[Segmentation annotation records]
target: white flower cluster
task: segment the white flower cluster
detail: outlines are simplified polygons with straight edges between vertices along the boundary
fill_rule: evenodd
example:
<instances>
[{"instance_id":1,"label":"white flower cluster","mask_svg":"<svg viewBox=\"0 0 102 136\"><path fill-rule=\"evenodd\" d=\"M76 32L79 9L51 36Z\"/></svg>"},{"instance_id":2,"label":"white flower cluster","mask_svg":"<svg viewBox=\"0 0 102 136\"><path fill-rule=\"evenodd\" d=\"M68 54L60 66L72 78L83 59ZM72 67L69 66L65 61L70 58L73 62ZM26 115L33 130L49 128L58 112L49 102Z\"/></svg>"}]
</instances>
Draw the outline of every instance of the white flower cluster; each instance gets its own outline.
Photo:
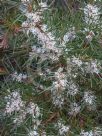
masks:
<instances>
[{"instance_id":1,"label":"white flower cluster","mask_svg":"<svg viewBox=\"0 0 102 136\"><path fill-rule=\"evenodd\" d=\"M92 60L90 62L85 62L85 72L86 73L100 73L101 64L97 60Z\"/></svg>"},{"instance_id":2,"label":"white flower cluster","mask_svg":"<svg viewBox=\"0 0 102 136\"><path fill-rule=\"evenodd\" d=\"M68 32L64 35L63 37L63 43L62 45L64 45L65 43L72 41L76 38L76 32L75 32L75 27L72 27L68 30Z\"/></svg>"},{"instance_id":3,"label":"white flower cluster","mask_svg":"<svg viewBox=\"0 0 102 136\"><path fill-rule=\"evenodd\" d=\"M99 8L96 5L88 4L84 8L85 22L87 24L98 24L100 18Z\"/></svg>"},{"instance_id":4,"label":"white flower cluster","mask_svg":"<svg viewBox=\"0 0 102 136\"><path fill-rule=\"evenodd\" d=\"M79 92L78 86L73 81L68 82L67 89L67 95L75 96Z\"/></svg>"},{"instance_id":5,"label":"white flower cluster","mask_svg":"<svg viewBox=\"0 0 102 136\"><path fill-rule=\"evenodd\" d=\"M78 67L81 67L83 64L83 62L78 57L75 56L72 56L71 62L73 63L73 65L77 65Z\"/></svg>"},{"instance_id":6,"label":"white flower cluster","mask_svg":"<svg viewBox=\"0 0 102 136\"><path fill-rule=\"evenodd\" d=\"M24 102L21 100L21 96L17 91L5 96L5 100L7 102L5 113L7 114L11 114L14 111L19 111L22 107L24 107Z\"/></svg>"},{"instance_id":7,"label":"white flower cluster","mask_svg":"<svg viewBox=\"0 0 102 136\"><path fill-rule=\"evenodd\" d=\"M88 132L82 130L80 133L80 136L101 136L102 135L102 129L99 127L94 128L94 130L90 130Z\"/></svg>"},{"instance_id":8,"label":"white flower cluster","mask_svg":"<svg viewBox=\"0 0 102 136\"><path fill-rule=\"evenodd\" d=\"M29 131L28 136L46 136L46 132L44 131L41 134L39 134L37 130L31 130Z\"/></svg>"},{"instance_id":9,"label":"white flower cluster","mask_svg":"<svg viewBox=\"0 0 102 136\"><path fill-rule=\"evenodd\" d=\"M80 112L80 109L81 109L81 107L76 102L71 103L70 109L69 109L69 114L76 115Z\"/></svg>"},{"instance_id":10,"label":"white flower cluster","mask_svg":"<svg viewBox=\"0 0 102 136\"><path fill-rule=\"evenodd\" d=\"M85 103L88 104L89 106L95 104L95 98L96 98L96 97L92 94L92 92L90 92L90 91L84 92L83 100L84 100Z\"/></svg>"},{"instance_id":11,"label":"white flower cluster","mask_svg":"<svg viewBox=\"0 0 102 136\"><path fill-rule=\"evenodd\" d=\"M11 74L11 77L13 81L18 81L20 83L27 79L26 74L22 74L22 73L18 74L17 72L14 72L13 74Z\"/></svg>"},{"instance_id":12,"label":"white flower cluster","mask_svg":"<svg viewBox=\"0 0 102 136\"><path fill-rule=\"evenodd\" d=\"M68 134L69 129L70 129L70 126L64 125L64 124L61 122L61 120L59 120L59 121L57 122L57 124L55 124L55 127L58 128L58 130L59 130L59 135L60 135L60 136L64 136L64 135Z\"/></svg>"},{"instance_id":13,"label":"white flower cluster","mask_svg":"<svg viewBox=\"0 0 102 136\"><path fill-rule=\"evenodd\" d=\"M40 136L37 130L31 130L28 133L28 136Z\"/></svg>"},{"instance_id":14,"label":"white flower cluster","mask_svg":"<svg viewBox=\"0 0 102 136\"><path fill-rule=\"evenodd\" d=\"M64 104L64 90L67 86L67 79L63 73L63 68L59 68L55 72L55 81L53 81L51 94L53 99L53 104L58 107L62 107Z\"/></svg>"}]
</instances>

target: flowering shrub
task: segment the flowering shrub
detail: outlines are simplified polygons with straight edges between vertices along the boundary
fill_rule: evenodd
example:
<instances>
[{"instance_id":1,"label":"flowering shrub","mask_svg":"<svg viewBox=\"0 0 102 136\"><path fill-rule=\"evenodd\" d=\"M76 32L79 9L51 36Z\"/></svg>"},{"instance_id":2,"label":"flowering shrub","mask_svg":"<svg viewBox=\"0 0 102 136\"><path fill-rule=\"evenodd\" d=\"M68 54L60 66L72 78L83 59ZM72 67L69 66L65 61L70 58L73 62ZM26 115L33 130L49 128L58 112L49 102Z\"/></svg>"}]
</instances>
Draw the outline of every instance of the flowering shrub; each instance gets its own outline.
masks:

(THE TASK):
Please repeat all of the records above exactly, line for line, leaving out the pictures.

(RESPONSE):
target: white flower cluster
task: segment the white flower cluster
detail: outlines are simplified polygons with straight edges between vertices along the boundary
fill_rule: evenodd
example:
<instances>
[{"instance_id":1,"label":"white flower cluster","mask_svg":"<svg viewBox=\"0 0 102 136\"><path fill-rule=\"evenodd\" d=\"M76 32L79 9L51 36Z\"/></svg>"},{"instance_id":2,"label":"white flower cluster","mask_svg":"<svg viewBox=\"0 0 102 136\"><path fill-rule=\"evenodd\" d=\"M68 54L60 66L72 78L83 59ZM72 67L69 66L65 61L70 58L73 62ZM26 115L33 130L49 128L58 112L49 102Z\"/></svg>"}]
</instances>
Draw the outline of every instance of the white flower cluster; each instance gets its own outline.
Photo:
masks:
<instances>
[{"instance_id":1,"label":"white flower cluster","mask_svg":"<svg viewBox=\"0 0 102 136\"><path fill-rule=\"evenodd\" d=\"M92 60L90 62L85 62L85 72L86 73L100 73L101 64L97 60Z\"/></svg>"},{"instance_id":2,"label":"white flower cluster","mask_svg":"<svg viewBox=\"0 0 102 136\"><path fill-rule=\"evenodd\" d=\"M68 32L64 35L63 37L63 43L62 45L64 45L65 43L72 41L76 38L76 32L75 32L75 27L72 27L68 30Z\"/></svg>"},{"instance_id":3,"label":"white flower cluster","mask_svg":"<svg viewBox=\"0 0 102 136\"><path fill-rule=\"evenodd\" d=\"M99 8L96 5L88 4L84 8L85 22L87 24L98 24L100 18Z\"/></svg>"},{"instance_id":4,"label":"white flower cluster","mask_svg":"<svg viewBox=\"0 0 102 136\"><path fill-rule=\"evenodd\" d=\"M79 92L78 86L73 81L68 82L67 89L67 95L75 96Z\"/></svg>"},{"instance_id":5,"label":"white flower cluster","mask_svg":"<svg viewBox=\"0 0 102 136\"><path fill-rule=\"evenodd\" d=\"M78 67L81 67L83 64L83 62L78 57L75 56L72 56L71 62L73 63L73 65L77 65Z\"/></svg>"},{"instance_id":6,"label":"white flower cluster","mask_svg":"<svg viewBox=\"0 0 102 136\"><path fill-rule=\"evenodd\" d=\"M24 102L21 100L21 96L17 91L5 96L5 100L7 102L5 113L7 114L11 114L14 111L19 111L22 107L24 107Z\"/></svg>"},{"instance_id":7,"label":"white flower cluster","mask_svg":"<svg viewBox=\"0 0 102 136\"><path fill-rule=\"evenodd\" d=\"M88 132L82 130L80 133L80 136L101 136L102 135L102 129L99 127L94 128L94 130L90 130Z\"/></svg>"},{"instance_id":8,"label":"white flower cluster","mask_svg":"<svg viewBox=\"0 0 102 136\"><path fill-rule=\"evenodd\" d=\"M29 131L28 136L46 136L46 132L44 131L41 134L39 134L37 130L31 130Z\"/></svg>"},{"instance_id":9,"label":"white flower cluster","mask_svg":"<svg viewBox=\"0 0 102 136\"><path fill-rule=\"evenodd\" d=\"M80 112L80 109L81 109L81 107L76 102L71 103L70 109L69 109L69 114L76 115Z\"/></svg>"},{"instance_id":10,"label":"white flower cluster","mask_svg":"<svg viewBox=\"0 0 102 136\"><path fill-rule=\"evenodd\" d=\"M85 103L88 104L89 106L95 104L95 98L96 98L96 97L92 94L92 92L90 92L90 91L84 92L83 100L84 100Z\"/></svg>"},{"instance_id":11,"label":"white flower cluster","mask_svg":"<svg viewBox=\"0 0 102 136\"><path fill-rule=\"evenodd\" d=\"M11 74L11 77L13 81L18 81L20 83L27 79L26 74L22 74L22 73L18 74L17 72L14 72L13 74Z\"/></svg>"},{"instance_id":12,"label":"white flower cluster","mask_svg":"<svg viewBox=\"0 0 102 136\"><path fill-rule=\"evenodd\" d=\"M68 134L69 129L70 129L70 126L64 125L64 124L61 122L61 120L59 120L59 121L57 122L57 124L55 124L55 127L58 128L58 130L59 130L59 135L60 135L60 136L64 136L64 135Z\"/></svg>"},{"instance_id":13,"label":"white flower cluster","mask_svg":"<svg viewBox=\"0 0 102 136\"><path fill-rule=\"evenodd\" d=\"M40 136L37 130L31 130L28 133L28 136Z\"/></svg>"},{"instance_id":14,"label":"white flower cluster","mask_svg":"<svg viewBox=\"0 0 102 136\"><path fill-rule=\"evenodd\" d=\"M64 104L64 90L67 86L67 79L63 73L63 68L59 68L55 72L55 81L53 81L51 94L53 99L53 104L58 107L62 107Z\"/></svg>"}]
</instances>

target: flowering shrub
task: segment the flowering shrub
detail: outlines are simplified polygons with straight edges between vertices along the boundary
fill_rule: evenodd
example:
<instances>
[{"instance_id":1,"label":"flowering shrub","mask_svg":"<svg viewBox=\"0 0 102 136\"><path fill-rule=\"evenodd\" d=\"M76 32L79 9L51 36Z\"/></svg>"},{"instance_id":2,"label":"flowering shrub","mask_svg":"<svg viewBox=\"0 0 102 136\"><path fill-rule=\"evenodd\" d=\"M68 54L60 66L72 78L83 59ZM72 67L69 66L65 61L70 58L73 62ZM26 115L33 130L49 128L58 112L49 102Z\"/></svg>"}]
</instances>
Draw the outline of every instance of the flowering shrub; each instance gets its own outline.
masks:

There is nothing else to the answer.